* [Work instruction] Please restate all of the records word for word, setting the pictures aside.

____________

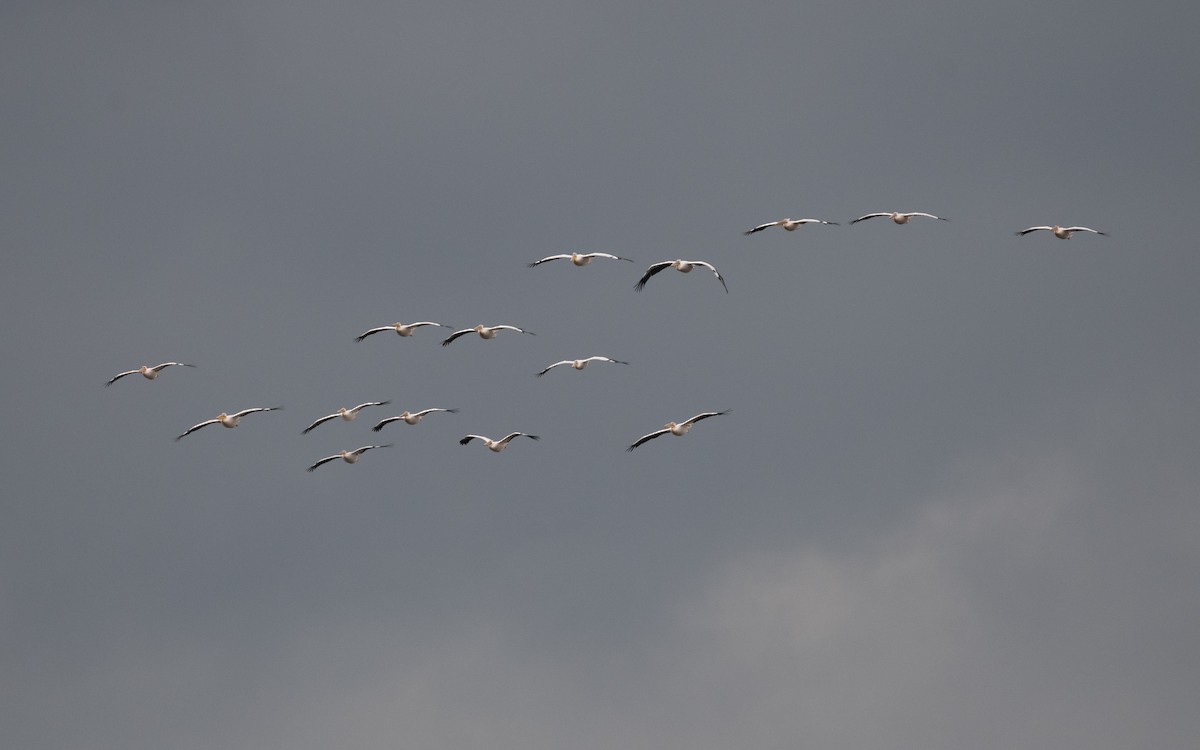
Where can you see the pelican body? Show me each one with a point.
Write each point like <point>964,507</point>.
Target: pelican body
<point>226,420</point>
<point>409,418</point>
<point>898,217</point>
<point>147,371</point>
<point>683,267</point>
<point>346,414</point>
<point>579,258</point>
<point>1062,233</point>
<point>497,445</point>
<point>485,333</point>
<point>401,329</point>
<point>676,429</point>
<point>348,456</point>
<point>791,225</point>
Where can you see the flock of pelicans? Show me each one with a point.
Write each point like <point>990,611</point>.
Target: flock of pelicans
<point>490,331</point>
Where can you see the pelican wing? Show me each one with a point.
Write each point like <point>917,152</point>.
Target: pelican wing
<point>251,411</point>
<point>325,460</point>
<point>565,361</point>
<point>387,421</point>
<point>706,415</point>
<point>456,335</point>
<point>761,227</point>
<point>549,258</point>
<point>507,438</point>
<point>651,271</point>
<point>372,331</point>
<point>648,437</point>
<point>423,413</point>
<point>319,421</point>
<point>715,273</point>
<point>195,427</point>
<point>121,375</point>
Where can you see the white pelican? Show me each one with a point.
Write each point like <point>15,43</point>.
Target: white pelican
<point>676,429</point>
<point>147,371</point>
<point>1062,233</point>
<point>900,219</point>
<point>228,420</point>
<point>348,456</point>
<point>580,364</point>
<point>346,414</point>
<point>497,445</point>
<point>579,258</point>
<point>402,329</point>
<point>485,331</point>
<point>411,418</point>
<point>791,225</point>
<point>679,265</point>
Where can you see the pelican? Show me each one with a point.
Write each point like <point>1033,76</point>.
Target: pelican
<point>411,418</point>
<point>676,429</point>
<point>348,456</point>
<point>402,329</point>
<point>497,445</point>
<point>679,265</point>
<point>346,414</point>
<point>485,331</point>
<point>147,371</point>
<point>580,364</point>
<point>579,258</point>
<point>791,225</point>
<point>1062,233</point>
<point>900,219</point>
<point>228,420</point>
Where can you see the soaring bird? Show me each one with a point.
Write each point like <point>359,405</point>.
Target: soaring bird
<point>900,219</point>
<point>348,456</point>
<point>683,267</point>
<point>346,414</point>
<point>676,427</point>
<point>497,445</point>
<point>790,225</point>
<point>411,418</point>
<point>485,331</point>
<point>579,258</point>
<point>1062,233</point>
<point>580,364</point>
<point>147,371</point>
<point>228,420</point>
<point>402,329</point>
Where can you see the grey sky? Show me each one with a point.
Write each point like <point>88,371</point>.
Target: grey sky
<point>954,504</point>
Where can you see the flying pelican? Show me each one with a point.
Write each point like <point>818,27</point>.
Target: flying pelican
<point>679,265</point>
<point>348,456</point>
<point>579,258</point>
<point>485,331</point>
<point>497,445</point>
<point>147,371</point>
<point>228,420</point>
<point>1062,233</point>
<point>400,328</point>
<point>346,414</point>
<point>411,418</point>
<point>580,364</point>
<point>790,225</point>
<point>900,219</point>
<point>676,429</point>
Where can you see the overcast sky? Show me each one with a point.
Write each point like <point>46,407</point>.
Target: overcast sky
<point>954,505</point>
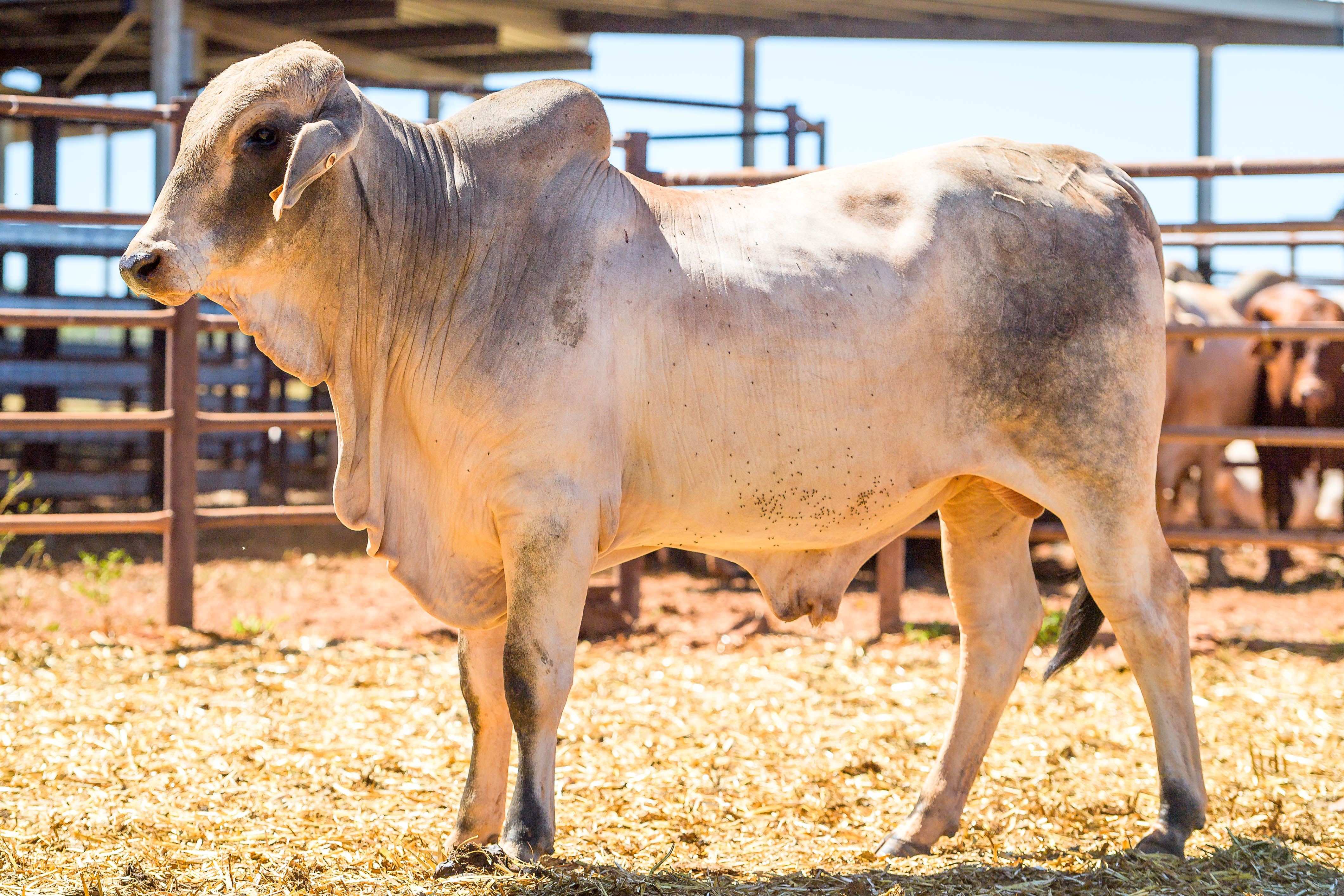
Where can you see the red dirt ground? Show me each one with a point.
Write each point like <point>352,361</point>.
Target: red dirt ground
<point>353,597</point>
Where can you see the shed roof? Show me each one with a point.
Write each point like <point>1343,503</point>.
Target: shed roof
<point>97,46</point>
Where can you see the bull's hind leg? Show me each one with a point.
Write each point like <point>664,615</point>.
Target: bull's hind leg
<point>480,815</point>
<point>991,582</point>
<point>1143,593</point>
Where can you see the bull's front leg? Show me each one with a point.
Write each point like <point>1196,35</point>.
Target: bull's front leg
<point>547,563</point>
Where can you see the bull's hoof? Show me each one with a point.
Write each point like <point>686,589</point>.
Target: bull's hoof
<point>1163,843</point>
<point>896,847</point>
<point>472,859</point>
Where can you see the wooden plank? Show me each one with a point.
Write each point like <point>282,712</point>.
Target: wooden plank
<point>18,107</point>
<point>254,422</point>
<point>93,422</point>
<point>155,522</point>
<point>892,585</point>
<point>251,516</point>
<point>54,215</point>
<point>43,317</point>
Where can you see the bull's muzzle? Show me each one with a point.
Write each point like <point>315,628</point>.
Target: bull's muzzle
<point>157,271</point>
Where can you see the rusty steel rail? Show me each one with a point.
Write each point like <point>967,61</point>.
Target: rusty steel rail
<point>1202,167</point>
<point>154,522</point>
<point>1261,238</point>
<point>1267,436</point>
<point>48,319</point>
<point>1267,331</point>
<point>737,178</point>
<point>283,515</point>
<point>1185,536</point>
<point>1205,167</point>
<point>1254,227</point>
<point>93,422</point>
<point>260,422</point>
<point>158,522</point>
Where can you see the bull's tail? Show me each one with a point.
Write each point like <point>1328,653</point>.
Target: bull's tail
<point>1077,632</point>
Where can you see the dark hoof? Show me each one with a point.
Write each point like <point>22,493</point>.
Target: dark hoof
<point>894,847</point>
<point>472,859</point>
<point>1163,843</point>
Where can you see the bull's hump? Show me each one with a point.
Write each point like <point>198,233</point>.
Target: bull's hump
<point>541,123</point>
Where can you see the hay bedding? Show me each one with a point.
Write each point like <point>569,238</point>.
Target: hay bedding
<point>272,768</point>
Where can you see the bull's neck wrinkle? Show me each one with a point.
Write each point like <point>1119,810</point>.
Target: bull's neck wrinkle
<point>408,262</point>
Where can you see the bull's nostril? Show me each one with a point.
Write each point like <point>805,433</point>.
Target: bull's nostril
<point>147,266</point>
<point>140,266</point>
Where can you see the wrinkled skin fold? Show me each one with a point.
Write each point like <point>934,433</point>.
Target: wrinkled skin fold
<point>543,367</point>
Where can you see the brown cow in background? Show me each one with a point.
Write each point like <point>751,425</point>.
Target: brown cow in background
<point>1302,386</point>
<point>1209,383</point>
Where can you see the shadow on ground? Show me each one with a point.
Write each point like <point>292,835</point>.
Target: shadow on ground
<point>1248,867</point>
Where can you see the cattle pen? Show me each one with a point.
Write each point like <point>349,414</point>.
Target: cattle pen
<point>182,421</point>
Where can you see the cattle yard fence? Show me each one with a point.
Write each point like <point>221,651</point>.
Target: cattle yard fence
<point>182,421</point>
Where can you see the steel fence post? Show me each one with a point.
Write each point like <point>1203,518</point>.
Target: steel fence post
<point>181,463</point>
<point>892,584</point>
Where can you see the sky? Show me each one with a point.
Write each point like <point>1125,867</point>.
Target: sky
<point>884,97</point>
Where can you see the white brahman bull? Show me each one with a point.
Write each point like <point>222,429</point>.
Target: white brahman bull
<point>543,367</point>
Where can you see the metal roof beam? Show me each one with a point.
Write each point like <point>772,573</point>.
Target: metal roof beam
<point>256,35</point>
<point>1084,30</point>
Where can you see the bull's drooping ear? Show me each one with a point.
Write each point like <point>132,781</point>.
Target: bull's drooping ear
<point>320,144</point>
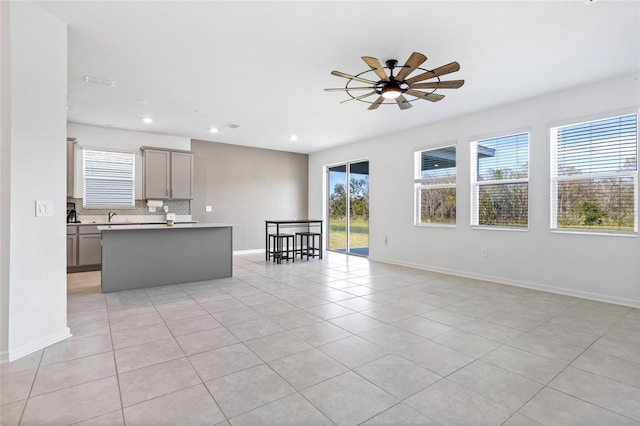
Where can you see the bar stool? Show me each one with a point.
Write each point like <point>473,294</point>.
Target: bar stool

____________

* [Response to the task]
Where can you see the pelican body? Show me each one with a point.
Write each point like <point>964,507</point>.
Target: pelican body
<point>226,420</point>
<point>409,418</point>
<point>898,217</point>
<point>147,371</point>
<point>683,267</point>
<point>346,414</point>
<point>579,258</point>
<point>1062,233</point>
<point>497,445</point>
<point>485,333</point>
<point>401,329</point>
<point>676,429</point>
<point>348,456</point>
<point>791,225</point>
Where can you see the flock of pelicans? Show me each one with a point.
Write each point like <point>990,611</point>.
Target: flock of pelicans
<point>490,331</point>
Where can you see the pelican wing? Show me each one with a point.
Write each point like <point>917,152</point>.
Target: pelican wing
<point>251,411</point>
<point>325,460</point>
<point>565,361</point>
<point>387,421</point>
<point>706,415</point>
<point>456,335</point>
<point>761,227</point>
<point>549,258</point>
<point>507,438</point>
<point>651,271</point>
<point>372,331</point>
<point>648,437</point>
<point>423,413</point>
<point>319,421</point>
<point>715,273</point>
<point>195,427</point>
<point>121,375</point>
Where can you see the white pelican? Show me each one with a point.
Write each point like <point>15,43</point>.
Target: white pelican
<point>676,429</point>
<point>147,371</point>
<point>1062,233</point>
<point>900,219</point>
<point>228,420</point>
<point>348,456</point>
<point>580,364</point>
<point>346,414</point>
<point>497,445</point>
<point>579,258</point>
<point>402,329</point>
<point>485,331</point>
<point>411,418</point>
<point>791,225</point>
<point>679,265</point>
Where can you see the pelican? Show me each one with a point.
Write each point like <point>1033,76</point>.
Target: pelican
<point>411,418</point>
<point>676,429</point>
<point>348,456</point>
<point>402,329</point>
<point>497,445</point>
<point>679,265</point>
<point>346,414</point>
<point>485,331</point>
<point>147,371</point>
<point>580,364</point>
<point>579,258</point>
<point>791,225</point>
<point>1062,233</point>
<point>900,219</point>
<point>228,420</point>
Where can you see the soaring bird? Show me each one with a point.
Write each point like <point>359,405</point>.
Target: soaring bird
<point>900,219</point>
<point>348,456</point>
<point>683,267</point>
<point>346,414</point>
<point>676,427</point>
<point>497,445</point>
<point>790,225</point>
<point>411,418</point>
<point>485,331</point>
<point>579,258</point>
<point>1062,233</point>
<point>580,364</point>
<point>147,371</point>
<point>228,420</point>
<point>402,329</point>
Where can you see the grey sky? Show me each one with a point.
Write each point like <point>88,371</point>.
Target: grey sky
<point>954,504</point>
Where can you see the flying pelican? Show me each one with a point.
Write each point like <point>818,27</point>.
Target: flying pelican
<point>679,265</point>
<point>348,456</point>
<point>579,258</point>
<point>485,331</point>
<point>497,445</point>
<point>147,371</point>
<point>228,420</point>
<point>1062,233</point>
<point>400,328</point>
<point>346,414</point>
<point>411,418</point>
<point>580,364</point>
<point>790,225</point>
<point>900,219</point>
<point>676,429</point>
Where can you see the overcast sky? Show me each one with a point.
Write each point like <point>46,407</point>.
Target: overcast sky
<point>954,505</point>
Where can you see the red dirt ground? Show me each one with a point.
Write each point like <point>352,361</point>.
Target: red dirt ground
<point>353,597</point>
Where can you see the shed roof? Show me each one with a point.
Write each point like <point>1343,503</point>.
Target: shed roof
<point>97,46</point>
Where can you see the bull's hind leg? Show me each one with a point.
Write each point like <point>664,615</point>.
Target: bull's hind leg
<point>480,815</point>
<point>991,582</point>
<point>1143,593</point>
Where can you see the bull's front leg? Show me each one with a point.
Write each point like <point>1196,35</point>.
Target: bull's front leg
<point>547,563</point>
Where can you see the bull's hoof? Show me each one with a point.
Write each point like <point>686,589</point>.
Target: bull's hoof
<point>1163,843</point>
<point>896,847</point>
<point>472,859</point>
Where can you see the wooden plank? Show me each one with a point.
Write each point like <point>282,712</point>.
Target: wooden plank
<point>18,107</point>
<point>254,422</point>
<point>93,422</point>
<point>155,522</point>
<point>892,585</point>
<point>251,516</point>
<point>54,215</point>
<point>43,317</point>
Where can you see the bull's muzzle? Show me each one with a point.
Write each point like <point>315,628</point>.
Target: bull's muzzle
<point>157,271</point>
Where can you see the rusty steel rail? Show me each one with a point.
Write each point like <point>967,61</point>.
Target: rusty steel rail
<point>1202,167</point>
<point>154,522</point>
<point>1261,238</point>
<point>1267,436</point>
<point>48,319</point>
<point>1267,331</point>
<point>737,178</point>
<point>283,515</point>
<point>1185,536</point>
<point>1205,167</point>
<point>1254,227</point>
<point>93,422</point>
<point>260,422</point>
<point>158,522</point>
Where can you see the bull's tail? Show me each one with a point.
Write each point like <point>1328,653</point>.
Target: bull's tail
<point>1077,632</point>
Where can you see the dark hoof? Show me each one with a point.
Write each point like <point>22,493</point>.
Target: dark hoof
<point>894,847</point>
<point>472,859</point>
<point>1163,843</point>
Where can you see the bull's hump? Show me each one with a point.
Write each point like <point>198,233</point>.
Target: bull's hump
<point>541,123</point>
Where can you see the hay bedding? Show me each one with a point.
Write each point like <point>569,238</point>.
Target: hay bedding
<point>272,768</point>
Where can you see the bull's neck wrinkle? Show me each one with a point.
Write each point like <point>1119,810</point>.
Target: bull's neck wrinkle
<point>408,262</point>
Where can you see the bull's nostril? Show me each one with a point.
Write each point like <point>805,433</point>.
Target: bull's nostril
<point>147,266</point>
<point>140,266</point>
Where can you see the wrinkled skin fold? Show me each one with a point.
Write each point like <point>934,433</point>.
Target: wrinkled skin fold
<point>543,367</point>
Where can you see the brown cow in background? Show me each one with a point.
Write each point like <point>751,425</point>.
Target: brown cow in background
<point>1302,386</point>
<point>1209,383</point>
Where can you see the shadow on ground? Show me each one with a point.
Write each point like <point>292,835</point>.
Target: shadow on ground
<point>1248,867</point>
Where can you see the cattle pen? Show me each one with a point.
Write each point like <point>349,414</point>.
Target: cattle pen
<point>182,421</point>
Where can you see the cattle yard fence? Show me each one with a point.
Write each point like <point>221,651</point>.
Target: cattle yard fence
<point>182,421</point>
Where can you see the steel fence post? Show me each one with a point.
Write each point like <point>1203,518</point>.
Target: steel fence post
<point>181,463</point>
<point>892,584</point>
Where can you see the sky? Show me each one with a point.
Write each point like <point>1125,867</point>.
Target: sky
<point>884,97</point>
Where can you see the white brahman bull? Show me each one with a point.
Write each point like <point>222,429</point>.
Target: white brahman bull
<point>543,367</point>
Where can you see the metal roof beam? Show me each one with a point.
Write each point like <point>772,573</point>.
Target: metal roof beam
<point>256,35</point>
<point>1084,30</point>
Where can you see the bull's drooping ear? Show me each one with a point.
Write each point like <point>132,781</point>.
Target: bull's drooping ear
<point>320,144</point>
Where can you see the bar stool? Show me each one with a point.
Write each point like <point>473,294</point>.
Target: bar stool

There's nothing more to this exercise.